◆ Assignment:
Go to the line in the entries below that holds "Target: white wooden church sign" and repeat exactly from there through the line that holds "Can you find the road", inclusive.

◆ Records for this task:
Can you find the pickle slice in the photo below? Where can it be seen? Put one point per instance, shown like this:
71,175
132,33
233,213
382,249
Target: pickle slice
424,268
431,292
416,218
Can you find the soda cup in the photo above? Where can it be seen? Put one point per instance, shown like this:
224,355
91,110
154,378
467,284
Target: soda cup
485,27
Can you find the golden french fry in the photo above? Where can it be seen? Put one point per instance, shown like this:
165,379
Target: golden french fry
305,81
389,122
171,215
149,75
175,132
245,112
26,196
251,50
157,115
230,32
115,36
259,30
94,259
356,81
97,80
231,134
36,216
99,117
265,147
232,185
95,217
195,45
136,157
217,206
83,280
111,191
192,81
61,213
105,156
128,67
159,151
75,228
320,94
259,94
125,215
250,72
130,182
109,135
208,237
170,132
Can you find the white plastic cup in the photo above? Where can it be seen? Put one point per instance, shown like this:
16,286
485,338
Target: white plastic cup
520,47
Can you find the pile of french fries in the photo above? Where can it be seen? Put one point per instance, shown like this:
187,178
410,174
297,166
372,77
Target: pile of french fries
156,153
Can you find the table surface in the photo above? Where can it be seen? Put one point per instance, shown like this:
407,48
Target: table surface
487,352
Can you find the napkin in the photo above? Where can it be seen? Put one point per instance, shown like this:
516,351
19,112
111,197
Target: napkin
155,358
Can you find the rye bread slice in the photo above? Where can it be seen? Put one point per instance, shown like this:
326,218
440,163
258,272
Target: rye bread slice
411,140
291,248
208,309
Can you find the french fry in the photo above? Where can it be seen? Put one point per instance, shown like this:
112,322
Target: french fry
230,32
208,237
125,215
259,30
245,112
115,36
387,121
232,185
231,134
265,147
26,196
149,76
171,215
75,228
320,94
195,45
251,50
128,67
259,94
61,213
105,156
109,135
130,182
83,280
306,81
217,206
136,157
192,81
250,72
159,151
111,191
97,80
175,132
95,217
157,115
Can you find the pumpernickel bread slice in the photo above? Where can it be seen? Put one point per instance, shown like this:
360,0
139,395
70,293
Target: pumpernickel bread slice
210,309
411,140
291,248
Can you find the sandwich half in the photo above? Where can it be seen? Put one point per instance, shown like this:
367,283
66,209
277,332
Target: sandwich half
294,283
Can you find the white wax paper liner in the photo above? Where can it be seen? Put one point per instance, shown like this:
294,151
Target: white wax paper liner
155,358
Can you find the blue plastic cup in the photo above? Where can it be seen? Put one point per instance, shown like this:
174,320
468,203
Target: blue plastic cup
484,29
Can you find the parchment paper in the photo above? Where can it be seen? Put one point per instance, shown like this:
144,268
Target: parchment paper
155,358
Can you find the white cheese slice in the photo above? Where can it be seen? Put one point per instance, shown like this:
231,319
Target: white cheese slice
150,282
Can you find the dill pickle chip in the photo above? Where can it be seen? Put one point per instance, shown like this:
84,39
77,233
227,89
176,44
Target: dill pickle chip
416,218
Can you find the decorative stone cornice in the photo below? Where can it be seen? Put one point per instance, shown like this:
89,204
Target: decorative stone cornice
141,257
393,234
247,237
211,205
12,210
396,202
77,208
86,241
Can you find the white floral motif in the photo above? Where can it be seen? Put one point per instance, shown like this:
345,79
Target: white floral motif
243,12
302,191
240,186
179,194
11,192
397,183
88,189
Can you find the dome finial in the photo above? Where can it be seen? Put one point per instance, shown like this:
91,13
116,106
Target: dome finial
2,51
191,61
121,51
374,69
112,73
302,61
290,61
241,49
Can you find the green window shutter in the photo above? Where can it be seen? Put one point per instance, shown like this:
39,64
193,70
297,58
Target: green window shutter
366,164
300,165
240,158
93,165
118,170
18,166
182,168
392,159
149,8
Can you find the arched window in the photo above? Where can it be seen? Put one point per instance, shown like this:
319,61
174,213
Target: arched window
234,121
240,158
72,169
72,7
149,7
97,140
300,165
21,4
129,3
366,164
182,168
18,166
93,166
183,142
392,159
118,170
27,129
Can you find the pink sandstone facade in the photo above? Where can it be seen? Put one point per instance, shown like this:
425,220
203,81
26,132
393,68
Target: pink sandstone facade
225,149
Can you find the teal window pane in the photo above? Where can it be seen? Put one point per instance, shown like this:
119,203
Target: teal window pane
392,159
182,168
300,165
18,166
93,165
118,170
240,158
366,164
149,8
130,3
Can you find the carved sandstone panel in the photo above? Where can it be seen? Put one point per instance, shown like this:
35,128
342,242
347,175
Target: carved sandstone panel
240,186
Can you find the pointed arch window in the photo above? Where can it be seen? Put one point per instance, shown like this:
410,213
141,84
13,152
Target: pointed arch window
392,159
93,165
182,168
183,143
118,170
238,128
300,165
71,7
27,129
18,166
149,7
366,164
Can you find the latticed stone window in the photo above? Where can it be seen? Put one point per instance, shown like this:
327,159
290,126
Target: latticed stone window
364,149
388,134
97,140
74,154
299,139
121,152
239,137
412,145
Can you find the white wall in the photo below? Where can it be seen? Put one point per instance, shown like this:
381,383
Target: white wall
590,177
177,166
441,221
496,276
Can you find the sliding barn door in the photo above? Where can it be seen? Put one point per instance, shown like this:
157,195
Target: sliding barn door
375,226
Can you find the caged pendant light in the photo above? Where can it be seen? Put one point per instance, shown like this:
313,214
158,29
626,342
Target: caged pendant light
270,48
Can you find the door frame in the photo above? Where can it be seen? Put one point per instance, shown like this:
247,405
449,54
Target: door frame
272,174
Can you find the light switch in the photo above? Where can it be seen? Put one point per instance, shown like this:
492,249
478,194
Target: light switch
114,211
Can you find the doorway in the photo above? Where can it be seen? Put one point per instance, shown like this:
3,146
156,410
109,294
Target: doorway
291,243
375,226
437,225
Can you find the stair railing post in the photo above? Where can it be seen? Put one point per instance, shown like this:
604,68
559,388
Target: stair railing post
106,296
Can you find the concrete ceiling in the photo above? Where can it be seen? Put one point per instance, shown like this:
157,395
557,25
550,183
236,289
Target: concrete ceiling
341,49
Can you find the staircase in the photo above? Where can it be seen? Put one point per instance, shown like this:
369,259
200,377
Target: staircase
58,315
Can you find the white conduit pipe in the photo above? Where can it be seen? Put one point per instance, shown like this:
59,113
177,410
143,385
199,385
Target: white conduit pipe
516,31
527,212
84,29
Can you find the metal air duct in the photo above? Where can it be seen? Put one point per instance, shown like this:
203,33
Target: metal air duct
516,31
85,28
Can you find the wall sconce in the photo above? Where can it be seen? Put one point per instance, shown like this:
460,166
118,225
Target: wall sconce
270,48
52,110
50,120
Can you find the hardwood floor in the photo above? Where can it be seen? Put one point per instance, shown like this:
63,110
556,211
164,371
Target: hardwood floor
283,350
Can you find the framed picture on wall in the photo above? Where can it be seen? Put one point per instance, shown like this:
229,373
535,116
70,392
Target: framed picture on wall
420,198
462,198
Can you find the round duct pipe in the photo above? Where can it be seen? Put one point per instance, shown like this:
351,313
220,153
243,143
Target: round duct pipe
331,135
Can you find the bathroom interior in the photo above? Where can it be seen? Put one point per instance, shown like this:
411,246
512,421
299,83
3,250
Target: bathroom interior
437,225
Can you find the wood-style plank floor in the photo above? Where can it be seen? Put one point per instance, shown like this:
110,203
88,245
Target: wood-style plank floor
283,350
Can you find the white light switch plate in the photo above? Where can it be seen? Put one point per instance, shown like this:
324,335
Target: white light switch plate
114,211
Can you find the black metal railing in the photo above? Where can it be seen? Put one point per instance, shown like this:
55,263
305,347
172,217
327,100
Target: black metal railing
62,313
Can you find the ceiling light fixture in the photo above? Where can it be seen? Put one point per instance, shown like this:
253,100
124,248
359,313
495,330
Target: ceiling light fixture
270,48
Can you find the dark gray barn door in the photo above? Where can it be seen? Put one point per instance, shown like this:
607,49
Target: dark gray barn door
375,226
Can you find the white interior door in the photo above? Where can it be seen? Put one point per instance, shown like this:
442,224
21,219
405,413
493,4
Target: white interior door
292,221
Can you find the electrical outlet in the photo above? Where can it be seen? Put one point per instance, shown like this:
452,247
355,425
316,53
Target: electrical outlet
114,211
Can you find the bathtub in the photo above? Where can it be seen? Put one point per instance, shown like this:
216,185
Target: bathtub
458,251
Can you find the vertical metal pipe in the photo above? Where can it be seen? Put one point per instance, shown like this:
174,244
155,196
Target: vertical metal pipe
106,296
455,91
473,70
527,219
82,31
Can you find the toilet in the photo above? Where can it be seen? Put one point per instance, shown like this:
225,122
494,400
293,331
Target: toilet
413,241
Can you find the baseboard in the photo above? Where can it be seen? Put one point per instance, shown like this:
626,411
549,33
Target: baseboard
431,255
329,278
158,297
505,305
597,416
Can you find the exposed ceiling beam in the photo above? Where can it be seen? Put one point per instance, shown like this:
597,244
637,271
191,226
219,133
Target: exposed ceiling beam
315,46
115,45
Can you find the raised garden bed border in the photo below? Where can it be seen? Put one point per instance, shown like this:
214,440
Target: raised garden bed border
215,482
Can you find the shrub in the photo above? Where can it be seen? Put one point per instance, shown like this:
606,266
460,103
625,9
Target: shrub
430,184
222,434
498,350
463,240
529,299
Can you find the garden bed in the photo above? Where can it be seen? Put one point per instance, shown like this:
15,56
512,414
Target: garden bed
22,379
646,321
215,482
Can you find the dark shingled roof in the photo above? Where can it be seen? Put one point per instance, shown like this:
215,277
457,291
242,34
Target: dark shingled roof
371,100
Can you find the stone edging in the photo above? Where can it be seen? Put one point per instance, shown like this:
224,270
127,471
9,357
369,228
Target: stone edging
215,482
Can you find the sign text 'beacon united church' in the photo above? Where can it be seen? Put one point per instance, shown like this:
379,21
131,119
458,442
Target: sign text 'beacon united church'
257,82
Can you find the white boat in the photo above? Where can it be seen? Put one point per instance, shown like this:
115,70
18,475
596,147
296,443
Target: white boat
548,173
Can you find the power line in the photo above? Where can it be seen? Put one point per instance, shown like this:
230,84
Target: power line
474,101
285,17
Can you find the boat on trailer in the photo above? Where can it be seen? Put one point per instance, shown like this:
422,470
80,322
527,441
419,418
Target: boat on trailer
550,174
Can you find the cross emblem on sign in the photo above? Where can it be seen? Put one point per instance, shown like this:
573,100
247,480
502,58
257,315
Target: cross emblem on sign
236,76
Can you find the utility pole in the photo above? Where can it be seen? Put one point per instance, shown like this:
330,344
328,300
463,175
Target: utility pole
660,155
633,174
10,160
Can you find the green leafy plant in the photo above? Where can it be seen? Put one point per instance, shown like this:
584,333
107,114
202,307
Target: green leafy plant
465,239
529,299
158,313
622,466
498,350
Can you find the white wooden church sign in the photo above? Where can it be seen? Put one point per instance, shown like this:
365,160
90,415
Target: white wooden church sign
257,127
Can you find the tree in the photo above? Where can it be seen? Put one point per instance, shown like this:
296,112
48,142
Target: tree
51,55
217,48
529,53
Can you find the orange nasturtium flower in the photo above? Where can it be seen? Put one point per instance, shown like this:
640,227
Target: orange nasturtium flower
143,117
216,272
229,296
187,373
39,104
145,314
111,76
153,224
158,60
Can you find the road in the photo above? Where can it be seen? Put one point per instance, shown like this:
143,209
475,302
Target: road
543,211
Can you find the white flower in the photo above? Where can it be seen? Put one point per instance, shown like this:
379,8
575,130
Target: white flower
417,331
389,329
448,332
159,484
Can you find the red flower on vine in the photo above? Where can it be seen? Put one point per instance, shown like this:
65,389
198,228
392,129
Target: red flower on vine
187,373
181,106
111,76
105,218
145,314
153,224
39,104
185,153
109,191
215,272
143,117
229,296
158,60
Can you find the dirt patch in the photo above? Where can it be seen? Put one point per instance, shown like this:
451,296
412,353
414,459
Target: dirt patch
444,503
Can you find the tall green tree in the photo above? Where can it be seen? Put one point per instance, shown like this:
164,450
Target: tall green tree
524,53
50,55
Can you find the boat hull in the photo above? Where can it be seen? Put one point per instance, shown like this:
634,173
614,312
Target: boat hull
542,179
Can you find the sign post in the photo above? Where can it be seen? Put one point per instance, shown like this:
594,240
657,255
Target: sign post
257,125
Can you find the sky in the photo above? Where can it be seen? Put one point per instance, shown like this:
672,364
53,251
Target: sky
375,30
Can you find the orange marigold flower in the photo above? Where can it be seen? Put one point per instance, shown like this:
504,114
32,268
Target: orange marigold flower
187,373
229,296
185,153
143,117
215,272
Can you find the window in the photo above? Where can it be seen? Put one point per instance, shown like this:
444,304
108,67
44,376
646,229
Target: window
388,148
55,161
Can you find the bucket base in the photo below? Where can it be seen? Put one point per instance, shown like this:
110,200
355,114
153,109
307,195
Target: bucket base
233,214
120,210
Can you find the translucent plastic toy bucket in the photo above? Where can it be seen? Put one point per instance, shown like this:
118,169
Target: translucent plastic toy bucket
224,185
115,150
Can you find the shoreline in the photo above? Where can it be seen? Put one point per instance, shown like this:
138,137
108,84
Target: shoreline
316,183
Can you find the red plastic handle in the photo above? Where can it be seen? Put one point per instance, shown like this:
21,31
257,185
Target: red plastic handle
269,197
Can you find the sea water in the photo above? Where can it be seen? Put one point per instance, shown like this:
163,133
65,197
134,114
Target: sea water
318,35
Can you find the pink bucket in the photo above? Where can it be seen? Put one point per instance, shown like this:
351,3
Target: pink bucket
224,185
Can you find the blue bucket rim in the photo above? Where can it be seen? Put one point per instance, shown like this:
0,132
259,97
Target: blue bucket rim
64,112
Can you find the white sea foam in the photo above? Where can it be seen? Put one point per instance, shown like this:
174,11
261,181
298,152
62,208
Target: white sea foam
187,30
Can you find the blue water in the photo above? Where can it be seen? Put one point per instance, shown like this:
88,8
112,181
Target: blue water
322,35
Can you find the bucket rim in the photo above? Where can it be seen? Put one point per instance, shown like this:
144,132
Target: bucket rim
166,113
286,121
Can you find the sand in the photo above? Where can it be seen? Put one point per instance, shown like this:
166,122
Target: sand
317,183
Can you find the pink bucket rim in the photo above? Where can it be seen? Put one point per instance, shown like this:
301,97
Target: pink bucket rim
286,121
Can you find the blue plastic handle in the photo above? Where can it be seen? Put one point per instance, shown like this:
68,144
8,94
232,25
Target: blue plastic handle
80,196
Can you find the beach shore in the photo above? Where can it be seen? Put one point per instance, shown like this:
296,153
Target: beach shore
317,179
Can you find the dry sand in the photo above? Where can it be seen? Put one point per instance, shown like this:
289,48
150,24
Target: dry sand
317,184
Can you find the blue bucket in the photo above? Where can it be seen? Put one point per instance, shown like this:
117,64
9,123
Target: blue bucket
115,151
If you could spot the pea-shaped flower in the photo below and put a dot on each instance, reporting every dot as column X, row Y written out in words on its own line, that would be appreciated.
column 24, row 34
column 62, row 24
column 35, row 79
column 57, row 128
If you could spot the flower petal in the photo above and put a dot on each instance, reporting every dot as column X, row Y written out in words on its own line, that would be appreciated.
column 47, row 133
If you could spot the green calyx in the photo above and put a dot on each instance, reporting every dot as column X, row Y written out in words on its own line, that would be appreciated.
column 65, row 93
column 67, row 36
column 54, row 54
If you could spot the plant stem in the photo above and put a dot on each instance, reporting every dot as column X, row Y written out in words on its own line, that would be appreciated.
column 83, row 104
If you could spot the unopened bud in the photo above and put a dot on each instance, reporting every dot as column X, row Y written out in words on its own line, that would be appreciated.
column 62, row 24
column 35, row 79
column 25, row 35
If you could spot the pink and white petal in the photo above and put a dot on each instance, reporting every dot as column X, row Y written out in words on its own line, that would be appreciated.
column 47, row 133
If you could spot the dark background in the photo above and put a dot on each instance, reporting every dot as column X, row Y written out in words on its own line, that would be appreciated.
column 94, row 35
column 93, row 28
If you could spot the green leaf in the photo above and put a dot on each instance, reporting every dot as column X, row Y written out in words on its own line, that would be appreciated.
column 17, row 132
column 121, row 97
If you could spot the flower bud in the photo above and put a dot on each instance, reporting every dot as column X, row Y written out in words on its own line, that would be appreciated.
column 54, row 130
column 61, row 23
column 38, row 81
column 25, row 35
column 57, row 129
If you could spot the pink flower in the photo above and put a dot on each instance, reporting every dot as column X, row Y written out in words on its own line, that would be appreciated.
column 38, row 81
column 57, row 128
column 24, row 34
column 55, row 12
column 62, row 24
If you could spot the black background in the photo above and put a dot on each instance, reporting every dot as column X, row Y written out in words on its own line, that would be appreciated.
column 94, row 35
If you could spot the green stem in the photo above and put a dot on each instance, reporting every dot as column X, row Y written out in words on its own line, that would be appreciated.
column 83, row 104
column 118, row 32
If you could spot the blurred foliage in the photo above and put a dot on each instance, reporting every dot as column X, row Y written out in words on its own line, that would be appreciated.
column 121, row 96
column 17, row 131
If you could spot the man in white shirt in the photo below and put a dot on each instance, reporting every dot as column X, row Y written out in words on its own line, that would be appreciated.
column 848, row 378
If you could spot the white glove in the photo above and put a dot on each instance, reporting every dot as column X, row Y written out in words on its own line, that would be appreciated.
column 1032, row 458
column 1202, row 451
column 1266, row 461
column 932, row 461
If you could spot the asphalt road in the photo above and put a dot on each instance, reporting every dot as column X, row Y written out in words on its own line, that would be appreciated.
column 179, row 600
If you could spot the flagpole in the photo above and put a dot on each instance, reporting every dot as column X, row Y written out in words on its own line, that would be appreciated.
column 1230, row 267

◆ Answer area:
Target: white wooden church sign
257,127
Can you find the tree in the photo above? Where can it be seen? Put one point per instance, shown like this:
296,112
48,142
Target: tree
51,55
217,48
529,53
Can you find the orange nasturtium flower in the photo above? Where can it be seen? Put one point per instance, shown like this:
640,227
Target: orange nasturtium flower
143,117
216,272
229,296
187,373
39,104
145,314
111,76
153,224
158,60
Can you find the road in the photo above? Where can it be seen? Put one point per instance, shown like this:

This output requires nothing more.